━━━ Metin Bölümü ━━━

Doğru. 14 defa görüşmüşler. Fakat şunu söyleyeyim. Yani 2015'te Remzi Kartal'la görüşmek 2024'te suç oluyor. Eğer böyleyse 2013'te yine Remzi Kartal'la görüşen Hüseyin Yayman'la Ayşenur Bahçekapılı ne iş yapmış oluyor? Yani telefonda görüşen terör örgütü üyeliğinden tutuklanacaksa bizzat yüz yüze görüşüp yemek yiyen üzerine tatlı yiyen, çay içen, sohbet edenler ipe mi gönderilecek? B
Bu nasıl bir adalet ya nasıl nasıl bir adalet burada hüküm sürecek? Kaldı ki Remzi Kartal biliyorsun. Yani eski milletvekili olması itibarıyla hâlâ mecliste maaş alıyor zaten. Yani siz maaş verirken iyi, biri bundan 9 yıl önce telefonla görüşürken.

━━━

Remzi Kartal'la yapılan görüşmeleri konu alan metinde "Doğru. 14 defa" ile başlayıp "önce telefonla görüşürken." ile biten kısmı hiç değiştirmeden tekrarlayınız. Bu çalışmada kayıtların hiçbir rolü yoktur.

━━━ Satırlar ━━━

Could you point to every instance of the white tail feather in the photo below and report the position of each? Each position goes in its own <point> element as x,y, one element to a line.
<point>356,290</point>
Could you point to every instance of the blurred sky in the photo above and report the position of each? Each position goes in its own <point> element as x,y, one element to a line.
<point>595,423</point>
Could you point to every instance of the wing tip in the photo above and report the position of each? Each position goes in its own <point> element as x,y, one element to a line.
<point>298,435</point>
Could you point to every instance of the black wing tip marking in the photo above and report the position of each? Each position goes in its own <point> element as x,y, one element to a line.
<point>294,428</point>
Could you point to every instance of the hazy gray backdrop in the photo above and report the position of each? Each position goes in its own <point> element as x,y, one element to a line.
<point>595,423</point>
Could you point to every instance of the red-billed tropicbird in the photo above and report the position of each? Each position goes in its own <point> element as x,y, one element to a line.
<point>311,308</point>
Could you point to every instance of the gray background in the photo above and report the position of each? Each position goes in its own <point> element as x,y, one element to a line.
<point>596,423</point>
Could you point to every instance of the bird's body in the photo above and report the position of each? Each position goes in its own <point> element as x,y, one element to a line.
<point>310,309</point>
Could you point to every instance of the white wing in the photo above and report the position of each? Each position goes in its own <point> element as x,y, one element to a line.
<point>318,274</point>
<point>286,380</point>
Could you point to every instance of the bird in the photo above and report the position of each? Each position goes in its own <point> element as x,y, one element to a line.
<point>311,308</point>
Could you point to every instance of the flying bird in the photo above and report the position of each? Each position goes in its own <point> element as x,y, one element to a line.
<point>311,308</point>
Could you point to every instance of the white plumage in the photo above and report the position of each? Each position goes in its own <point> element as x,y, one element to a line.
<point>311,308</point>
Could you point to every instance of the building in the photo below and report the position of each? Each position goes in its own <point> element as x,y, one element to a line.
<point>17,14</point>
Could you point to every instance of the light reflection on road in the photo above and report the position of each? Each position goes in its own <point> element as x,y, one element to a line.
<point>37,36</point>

━━━

* Doğru Sonuç
Doğru. 14 defa görüşmüşler. Fakat şunu söyleyeyim. Yani 2015'te Remzi Kartal'la görüşmek 2024'te suç oluyor. Eğer böyleyse 2013'te yine Remzi Kartal'la görüşen Hüseyin Yayman'la Ayşenur Bahçekapılı ne iş yapmış oluyor? Yani telefonda görüşen terör örgütü üyeliğinden tutuklanacaksa bizzat yüz yüze görüşüp yemek yiyen üzerine tatlı yiyen, çay içen, sohbet edenler ipe mi gönderilecek? B
Bu nasıl bir adalet ya nasıl nasıl bir adalet burada hüküm sürecek? Kaldı ki Remzi Kartal biliyorsun. Yani eski milletvekili olması itibarıyla hâlâ mecliste maaş alıyor zaten. Yani siz maaş verirken iyi, biri bundan 9 yıl önce telefonla görüşürken.